The problem: All of the data is to be restated word for word.

Exercise inputs:
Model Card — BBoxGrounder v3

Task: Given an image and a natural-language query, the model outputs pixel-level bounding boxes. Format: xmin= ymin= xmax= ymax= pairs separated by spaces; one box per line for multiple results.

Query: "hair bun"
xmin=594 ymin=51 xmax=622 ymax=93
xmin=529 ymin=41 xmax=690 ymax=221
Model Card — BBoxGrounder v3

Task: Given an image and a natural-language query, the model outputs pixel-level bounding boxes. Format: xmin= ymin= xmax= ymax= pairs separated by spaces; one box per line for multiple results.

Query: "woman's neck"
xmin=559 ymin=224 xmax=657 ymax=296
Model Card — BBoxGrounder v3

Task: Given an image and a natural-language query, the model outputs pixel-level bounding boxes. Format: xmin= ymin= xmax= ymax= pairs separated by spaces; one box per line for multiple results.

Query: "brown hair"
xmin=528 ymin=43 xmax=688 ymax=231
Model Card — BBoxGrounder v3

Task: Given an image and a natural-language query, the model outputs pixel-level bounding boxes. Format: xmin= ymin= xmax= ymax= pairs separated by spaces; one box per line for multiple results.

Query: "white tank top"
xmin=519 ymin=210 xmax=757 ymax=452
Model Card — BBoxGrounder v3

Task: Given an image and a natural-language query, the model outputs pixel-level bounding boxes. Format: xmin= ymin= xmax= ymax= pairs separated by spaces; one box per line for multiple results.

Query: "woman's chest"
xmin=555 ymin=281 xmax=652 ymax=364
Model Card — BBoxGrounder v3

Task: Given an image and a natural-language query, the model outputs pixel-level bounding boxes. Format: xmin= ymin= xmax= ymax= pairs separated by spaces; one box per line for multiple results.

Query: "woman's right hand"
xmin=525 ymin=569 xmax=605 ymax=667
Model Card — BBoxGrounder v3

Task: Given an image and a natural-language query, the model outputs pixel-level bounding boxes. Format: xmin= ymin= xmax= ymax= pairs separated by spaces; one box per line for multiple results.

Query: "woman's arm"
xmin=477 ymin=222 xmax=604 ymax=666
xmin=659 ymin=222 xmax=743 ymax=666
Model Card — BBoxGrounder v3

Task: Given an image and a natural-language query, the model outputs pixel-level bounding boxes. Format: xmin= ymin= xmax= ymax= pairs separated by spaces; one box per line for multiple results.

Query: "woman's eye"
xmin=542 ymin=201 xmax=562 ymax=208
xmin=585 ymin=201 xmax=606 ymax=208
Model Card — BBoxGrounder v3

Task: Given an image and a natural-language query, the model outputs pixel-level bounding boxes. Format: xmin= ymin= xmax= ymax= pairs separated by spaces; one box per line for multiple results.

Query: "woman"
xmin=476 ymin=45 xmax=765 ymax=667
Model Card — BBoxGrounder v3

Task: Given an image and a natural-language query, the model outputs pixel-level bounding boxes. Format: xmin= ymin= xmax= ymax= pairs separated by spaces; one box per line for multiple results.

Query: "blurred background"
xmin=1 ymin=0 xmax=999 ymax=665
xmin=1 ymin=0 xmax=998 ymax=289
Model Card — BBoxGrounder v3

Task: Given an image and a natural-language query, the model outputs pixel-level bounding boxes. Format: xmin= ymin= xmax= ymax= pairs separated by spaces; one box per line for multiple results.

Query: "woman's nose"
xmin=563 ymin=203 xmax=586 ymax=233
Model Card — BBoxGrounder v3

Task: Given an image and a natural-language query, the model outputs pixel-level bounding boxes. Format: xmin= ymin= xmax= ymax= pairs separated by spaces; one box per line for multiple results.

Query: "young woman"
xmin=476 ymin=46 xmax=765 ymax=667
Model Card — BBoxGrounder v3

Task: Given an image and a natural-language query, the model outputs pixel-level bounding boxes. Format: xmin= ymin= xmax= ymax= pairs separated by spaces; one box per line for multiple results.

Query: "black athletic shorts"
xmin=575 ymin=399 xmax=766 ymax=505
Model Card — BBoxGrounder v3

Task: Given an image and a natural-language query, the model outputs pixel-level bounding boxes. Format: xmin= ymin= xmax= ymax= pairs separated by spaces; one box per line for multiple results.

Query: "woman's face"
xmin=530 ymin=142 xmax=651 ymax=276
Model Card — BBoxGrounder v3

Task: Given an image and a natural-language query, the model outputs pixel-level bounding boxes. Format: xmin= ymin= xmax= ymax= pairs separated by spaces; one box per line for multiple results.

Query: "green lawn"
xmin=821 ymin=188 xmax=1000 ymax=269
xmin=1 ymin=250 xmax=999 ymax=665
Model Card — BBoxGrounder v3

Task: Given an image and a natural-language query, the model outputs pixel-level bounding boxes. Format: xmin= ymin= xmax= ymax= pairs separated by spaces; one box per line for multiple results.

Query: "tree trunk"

Response:
Model Card — BBoxGrounder v3

Task: Given an image and a natural-language query, the model outputs pixel-level bounding boxes. Format: xmin= ymin= xmax= ymax= pairs separated by spaces; one box per line for multiple results.

Query: "hair bun"
xmin=594 ymin=51 xmax=622 ymax=93
xmin=529 ymin=41 xmax=690 ymax=221
Model Card — BBoxGrounder v3

Task: Given an image and a natural-language query, the model outputs pixel-level bounding boxes. Format: xmin= ymin= xmax= ymax= pairs separated by spaces; one box per line for multiple results.

Query: "woman's neck"
xmin=559 ymin=224 xmax=657 ymax=296
Model Card — BBoxGrounder v3

Task: Given an image and a natural-language query, the model outputs pixel-level bounding boxes. Format: xmin= ymin= xmax= ymax= pairs separated by spaces; one box per line for multiple results.

Query: "brown hair"
xmin=528 ymin=43 xmax=688 ymax=231
Model Card — BBoxGrounder v3

Task: Given an image and a natural-language query, the model outputs pixel-level bounding boxes. Format: xmin= ymin= xmax= ymax= pairs separated by spaces; one box per line for multiple results.

Query: "white tank top"
xmin=519 ymin=210 xmax=757 ymax=452
Model Card — BBoxGrounder v3

Task: Given an image and a natural-language query, the model outputs pixel-level bounding boxes. Format: xmin= ymin= xmax= ymax= pairs separated by spaces; one box per line for multiple results.

Query: "woman's chest"
xmin=555 ymin=281 xmax=652 ymax=364
Model Card — BBoxGrounder v3

Task: Given an image and a natural-language query, the model outputs pixel-level bounding boxes. Format: xmin= ymin= xmax= ymax= pairs separated by spaces; one box per line for multiple results.

Query: "woman's right hand"
xmin=525 ymin=569 xmax=605 ymax=667
Model Card — BBoxGrounder v3

Task: Given an image and a natural-language query, the model outputs pixel-level bounding boxes. Format: xmin= ymin= xmax= ymax= pairs separated by spaces; one box per line for multiple results.

Query: "woman's arm"
xmin=477 ymin=222 xmax=604 ymax=666
xmin=659 ymin=222 xmax=743 ymax=666
Model Card — BBoxGrounder v3

Task: Given an image and a natural-language query, the model outputs pixel-level bounding boxes. Format: xmin= ymin= xmax= ymax= pairs separated by spaces; one box per line for multiple results.

Query: "woman's eye"
xmin=542 ymin=201 xmax=562 ymax=208
xmin=585 ymin=201 xmax=606 ymax=208
Model Card — BBoxGrounder v3

Task: Given an image and a natural-language query, the model outputs pixel-level bounding boxes. Format: xmin= ymin= xmax= ymax= pairs separated by spaces; one box per line for multiple results.

Query: "woman"
xmin=476 ymin=45 xmax=765 ymax=667
Model Card — BBoxGrounder v3

Task: Given an image and a natural-language query, the model outputs pixel-level bounding boxes. Format: xmin= ymin= xmax= ymax= pairs separated by spaces; one box per line for multiple results.

Query: "blurred background"
xmin=1 ymin=0 xmax=999 ymax=665
xmin=1 ymin=0 xmax=998 ymax=289
Model Card — BBoxGrounder v3

Task: Given an image and a natural-language query, the model outputs pixel-level bounding boxes. Format: xmin= ymin= xmax= ymax= pairs separated by spaces; one box per line for multiple results.

Query: "woman's nose"
xmin=563 ymin=203 xmax=586 ymax=233
Model Card — BBoxGrounder v3

Task: Given an image and a natural-language query, the model outputs pixel-level bounding boxes. Format: xmin= ymin= xmax= ymax= pairs separated by spaces; one box per line for multiple results.

Query: "young woman"
xmin=476 ymin=46 xmax=765 ymax=667
Model Card — BBoxGrounder v3

Task: Given an image and a natural-language query, the model outputs pixel-level bounding boxes. Format: xmin= ymin= xmax= ymax= pairs separated by spaces; one box per line for multiple results.

Query: "black athletic shorts"
xmin=575 ymin=399 xmax=766 ymax=505
Model Card — BBoxGrounder v3

Task: Given an image and a natural-language query, the model outputs pixel-level bounding boxes. Format: xmin= ymin= xmax= ymax= pairs separated by spaces; one box per line for multiple results.

Query: "woman's face"
xmin=530 ymin=142 xmax=651 ymax=276
Model Card — BBoxGrounder v3

Task: Given an image and a natural-language query, the model outputs pixel-level bounding boxes. Format: xmin= ymin= xmax= ymax= pairs separated by spaces; one box per line for multiple results.

Query: "green lawn"
xmin=821 ymin=188 xmax=1000 ymax=269
xmin=1 ymin=250 xmax=999 ymax=665
Model Card — BBoxGrounder v3

Task: Given an image and a natural-language query, the model outputs pixel-level bounding boxes. Format: xmin= ymin= xmax= ymax= pairs separated by spaces; one box per line for multiple results.

Query: "tree trunk"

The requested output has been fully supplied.